### What you have to do
Copy every line of the data in which the word "overcast" occurs.

Exercise material START

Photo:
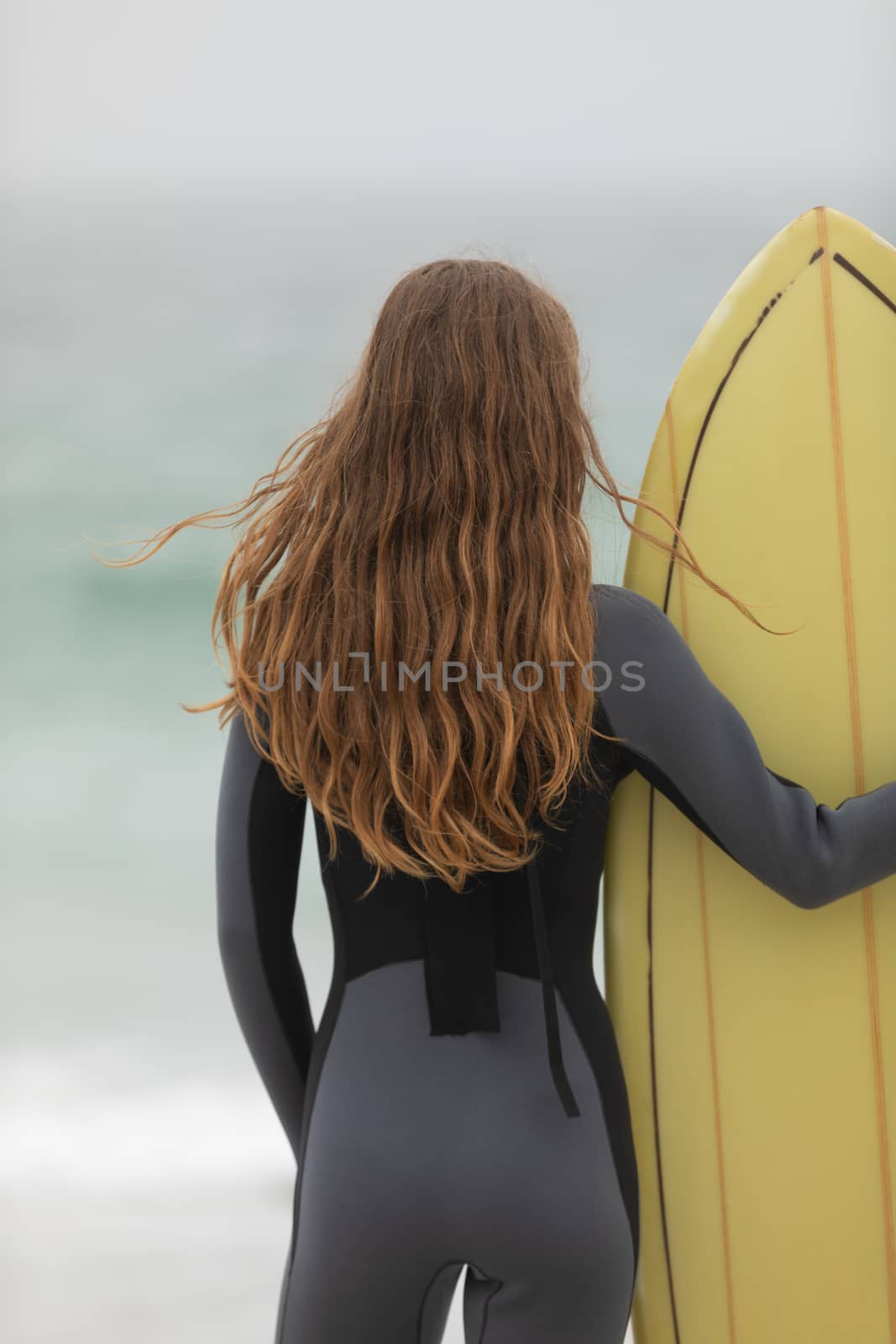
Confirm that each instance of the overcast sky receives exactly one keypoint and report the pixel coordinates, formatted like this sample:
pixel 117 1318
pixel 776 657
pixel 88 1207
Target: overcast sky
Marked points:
pixel 284 92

Exercise material END

### Output
Confirm that each instance of the overcast sky receives exactly one keypoint and report the pixel coordinates, formatted like this sample:
Target: overcast sky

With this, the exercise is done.